* Exercise directions
From the line containing "Query: sunset sky" through the last line below, copy every line exactly, leaving out the pictures.

================================

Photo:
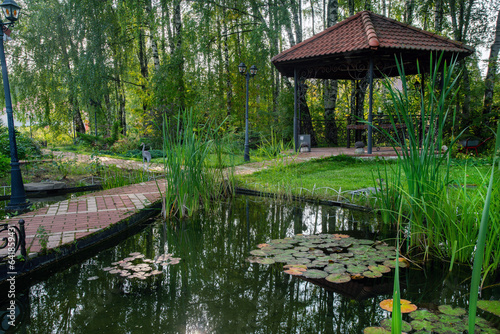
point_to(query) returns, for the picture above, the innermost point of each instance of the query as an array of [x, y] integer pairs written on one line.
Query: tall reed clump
[[190, 183], [481, 240], [425, 168]]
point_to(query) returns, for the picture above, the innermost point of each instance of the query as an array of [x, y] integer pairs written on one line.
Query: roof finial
[[371, 35]]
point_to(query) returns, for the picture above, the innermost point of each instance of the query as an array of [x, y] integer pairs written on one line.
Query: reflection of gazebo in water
[[361, 47]]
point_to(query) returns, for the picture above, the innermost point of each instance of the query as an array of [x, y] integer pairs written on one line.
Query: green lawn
[[325, 178]]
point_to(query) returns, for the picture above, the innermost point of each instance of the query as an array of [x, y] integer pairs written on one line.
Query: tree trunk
[[438, 16], [489, 81], [410, 5], [331, 86], [305, 115]]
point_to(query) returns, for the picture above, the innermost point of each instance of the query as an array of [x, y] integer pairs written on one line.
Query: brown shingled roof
[[353, 40]]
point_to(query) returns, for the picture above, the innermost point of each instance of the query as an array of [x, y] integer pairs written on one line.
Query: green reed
[[190, 183], [425, 169], [481, 240]]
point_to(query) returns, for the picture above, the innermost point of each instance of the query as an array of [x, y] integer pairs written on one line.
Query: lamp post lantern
[[243, 71], [18, 200]]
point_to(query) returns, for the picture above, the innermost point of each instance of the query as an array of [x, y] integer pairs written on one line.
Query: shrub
[[4, 165]]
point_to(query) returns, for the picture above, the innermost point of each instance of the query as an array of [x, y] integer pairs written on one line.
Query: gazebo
[[363, 46]]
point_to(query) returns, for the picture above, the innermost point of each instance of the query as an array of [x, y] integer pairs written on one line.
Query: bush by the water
[[26, 147], [4, 165]]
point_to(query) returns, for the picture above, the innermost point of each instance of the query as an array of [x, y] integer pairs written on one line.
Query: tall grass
[[426, 169], [481, 241], [190, 183]]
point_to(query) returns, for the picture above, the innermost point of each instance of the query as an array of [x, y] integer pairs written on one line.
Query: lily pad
[[372, 274], [387, 324], [258, 252], [265, 260], [492, 306], [313, 273], [406, 305], [376, 330], [338, 278], [447, 309], [448, 319], [422, 324], [424, 315]]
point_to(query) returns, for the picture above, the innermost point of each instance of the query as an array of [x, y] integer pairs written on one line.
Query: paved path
[[75, 218]]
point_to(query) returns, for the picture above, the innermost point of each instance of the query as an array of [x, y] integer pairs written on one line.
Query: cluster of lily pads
[[139, 267], [337, 258], [447, 320]]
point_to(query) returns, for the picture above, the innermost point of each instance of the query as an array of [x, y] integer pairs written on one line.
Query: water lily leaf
[[380, 268], [424, 315], [448, 319], [294, 271], [356, 269], [387, 324], [299, 261], [338, 278], [251, 259], [492, 306], [341, 236], [372, 274], [422, 324], [335, 268], [282, 246], [272, 251], [258, 252], [376, 330], [406, 305], [300, 267], [447, 309], [265, 261], [282, 258], [313, 273]]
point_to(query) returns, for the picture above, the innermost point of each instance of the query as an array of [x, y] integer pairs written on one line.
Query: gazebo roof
[[343, 50]]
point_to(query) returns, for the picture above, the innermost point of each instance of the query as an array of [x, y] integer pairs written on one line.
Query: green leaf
[[447, 309], [492, 306]]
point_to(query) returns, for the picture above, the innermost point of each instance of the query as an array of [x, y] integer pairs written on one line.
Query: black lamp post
[[253, 71], [18, 200]]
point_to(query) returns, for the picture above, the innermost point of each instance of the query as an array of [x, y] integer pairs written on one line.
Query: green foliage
[[482, 239], [26, 147], [189, 183], [43, 237], [4, 165]]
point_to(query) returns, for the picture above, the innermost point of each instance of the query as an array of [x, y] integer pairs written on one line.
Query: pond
[[214, 289]]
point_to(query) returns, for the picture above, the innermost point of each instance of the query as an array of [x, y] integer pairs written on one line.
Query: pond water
[[213, 289]]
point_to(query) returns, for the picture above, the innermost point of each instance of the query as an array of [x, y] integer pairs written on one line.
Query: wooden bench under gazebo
[[363, 46]]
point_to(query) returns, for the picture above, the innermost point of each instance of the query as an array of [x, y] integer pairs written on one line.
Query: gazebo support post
[[295, 109], [370, 107]]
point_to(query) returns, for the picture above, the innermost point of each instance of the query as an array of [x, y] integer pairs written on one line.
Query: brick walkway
[[72, 219]]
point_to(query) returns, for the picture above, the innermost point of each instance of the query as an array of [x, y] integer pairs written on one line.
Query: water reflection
[[213, 289]]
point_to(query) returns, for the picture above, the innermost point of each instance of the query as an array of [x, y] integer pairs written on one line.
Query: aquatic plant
[[445, 319], [189, 182], [136, 266], [481, 240], [336, 258], [425, 167]]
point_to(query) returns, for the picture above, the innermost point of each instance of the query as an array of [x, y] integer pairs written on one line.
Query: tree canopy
[[85, 65]]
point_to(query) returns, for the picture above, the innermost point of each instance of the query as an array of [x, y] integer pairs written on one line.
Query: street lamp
[[18, 200], [253, 71]]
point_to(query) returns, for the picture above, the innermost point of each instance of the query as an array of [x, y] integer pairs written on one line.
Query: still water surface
[[215, 290]]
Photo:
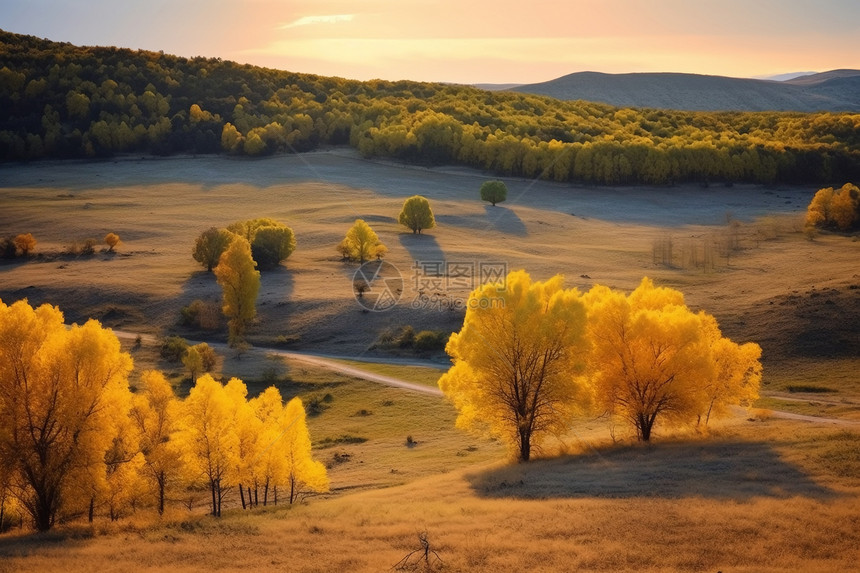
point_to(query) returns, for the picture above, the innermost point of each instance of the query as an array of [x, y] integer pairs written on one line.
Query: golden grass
[[769, 495]]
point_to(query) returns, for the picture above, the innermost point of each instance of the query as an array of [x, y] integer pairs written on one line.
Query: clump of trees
[[75, 441], [416, 214], [532, 354], [104, 101], [361, 243], [240, 283], [834, 209], [494, 192], [271, 242]]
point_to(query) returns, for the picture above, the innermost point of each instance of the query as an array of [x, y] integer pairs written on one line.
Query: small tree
[[362, 243], [494, 192], [210, 245], [271, 241], [240, 282], [416, 214], [25, 243], [111, 240]]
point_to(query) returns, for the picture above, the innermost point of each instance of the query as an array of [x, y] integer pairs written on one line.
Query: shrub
[[111, 240], [25, 243], [89, 247], [8, 250]]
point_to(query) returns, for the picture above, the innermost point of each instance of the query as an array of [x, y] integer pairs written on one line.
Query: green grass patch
[[812, 389], [426, 375]]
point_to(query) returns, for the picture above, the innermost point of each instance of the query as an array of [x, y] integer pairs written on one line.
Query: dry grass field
[[759, 493]]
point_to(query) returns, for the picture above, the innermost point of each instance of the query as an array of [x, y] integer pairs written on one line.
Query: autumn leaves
[[533, 355], [74, 440]]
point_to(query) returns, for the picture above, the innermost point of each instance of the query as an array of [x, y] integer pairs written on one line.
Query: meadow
[[758, 493]]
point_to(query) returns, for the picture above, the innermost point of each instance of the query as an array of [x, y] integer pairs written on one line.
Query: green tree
[[519, 361], [361, 242], [210, 245], [240, 282], [416, 214], [494, 192]]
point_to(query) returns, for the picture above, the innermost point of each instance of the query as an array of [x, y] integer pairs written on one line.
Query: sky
[[467, 41]]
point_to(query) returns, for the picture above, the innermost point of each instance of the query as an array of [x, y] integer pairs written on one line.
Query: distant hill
[[837, 90]]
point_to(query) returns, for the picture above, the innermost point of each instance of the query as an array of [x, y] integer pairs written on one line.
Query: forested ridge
[[63, 101]]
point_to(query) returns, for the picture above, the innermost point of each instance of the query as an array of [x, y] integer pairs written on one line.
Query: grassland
[[758, 493]]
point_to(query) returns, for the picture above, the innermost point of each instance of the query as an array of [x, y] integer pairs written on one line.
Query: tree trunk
[[214, 503], [525, 444], [161, 480]]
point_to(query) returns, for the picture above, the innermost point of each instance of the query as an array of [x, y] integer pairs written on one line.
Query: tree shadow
[[505, 220], [423, 249], [714, 470]]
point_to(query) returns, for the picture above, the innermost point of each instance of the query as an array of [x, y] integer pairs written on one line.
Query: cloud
[[308, 20]]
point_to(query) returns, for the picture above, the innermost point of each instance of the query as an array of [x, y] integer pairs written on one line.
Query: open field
[[763, 495]]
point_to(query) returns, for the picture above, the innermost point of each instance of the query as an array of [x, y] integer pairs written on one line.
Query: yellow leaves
[[63, 401], [362, 243], [530, 354], [517, 360]]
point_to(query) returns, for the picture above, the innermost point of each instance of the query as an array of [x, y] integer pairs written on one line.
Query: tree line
[[76, 441], [60, 100]]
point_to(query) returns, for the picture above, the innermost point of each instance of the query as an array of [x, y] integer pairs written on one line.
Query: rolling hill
[[837, 90]]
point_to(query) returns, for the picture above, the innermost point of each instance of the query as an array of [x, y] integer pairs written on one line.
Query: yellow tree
[[247, 427], [417, 214], [155, 415], [652, 357], [207, 438], [240, 283], [518, 361], [302, 473], [60, 391], [210, 245], [269, 409], [361, 242]]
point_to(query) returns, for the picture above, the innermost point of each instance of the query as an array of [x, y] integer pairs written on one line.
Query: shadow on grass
[[505, 220], [715, 470], [422, 248]]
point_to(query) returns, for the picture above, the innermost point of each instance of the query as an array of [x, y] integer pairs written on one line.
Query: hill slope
[[837, 90]]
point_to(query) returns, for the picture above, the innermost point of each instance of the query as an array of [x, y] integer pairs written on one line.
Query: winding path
[[332, 362]]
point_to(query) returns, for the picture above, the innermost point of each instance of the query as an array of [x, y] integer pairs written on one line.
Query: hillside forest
[[58, 100]]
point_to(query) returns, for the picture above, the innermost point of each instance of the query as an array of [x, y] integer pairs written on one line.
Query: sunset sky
[[467, 41]]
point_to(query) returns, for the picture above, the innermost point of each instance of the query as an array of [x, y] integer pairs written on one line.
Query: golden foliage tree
[[301, 472], [155, 414], [240, 282], [61, 391], [210, 245], [207, 438], [361, 242], [652, 357], [416, 214], [519, 360], [25, 242], [838, 209]]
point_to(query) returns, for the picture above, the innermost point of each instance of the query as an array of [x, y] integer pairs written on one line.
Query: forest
[[58, 100]]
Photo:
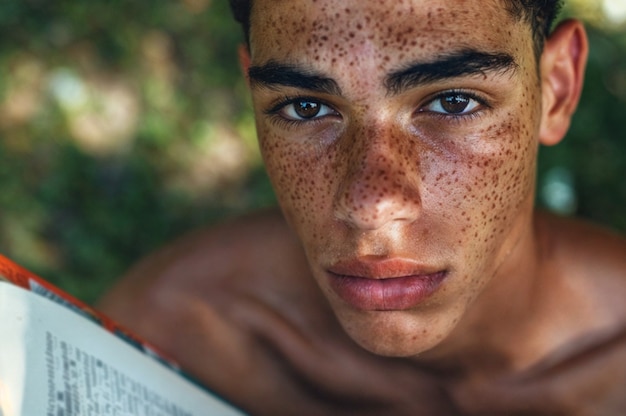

================================

* Answer to this task
Query: sunset sky
[[467, 41]]
point_to(query) returns, for the picture above, the innermost point of each instance of the query as an array of [x, y] integer pairs written on one line.
Query: golden foliage tree
[[301, 472], [155, 414], [240, 282], [61, 391], [210, 245], [207, 438], [361, 242], [652, 357], [416, 214], [519, 360], [25, 242], [838, 209]]
point_to(query) returns, for the picture above, the innermost point of each instance of the query as an array of [x, y] integer pairs written on one line.
Query: forest
[[58, 100]]
Photo:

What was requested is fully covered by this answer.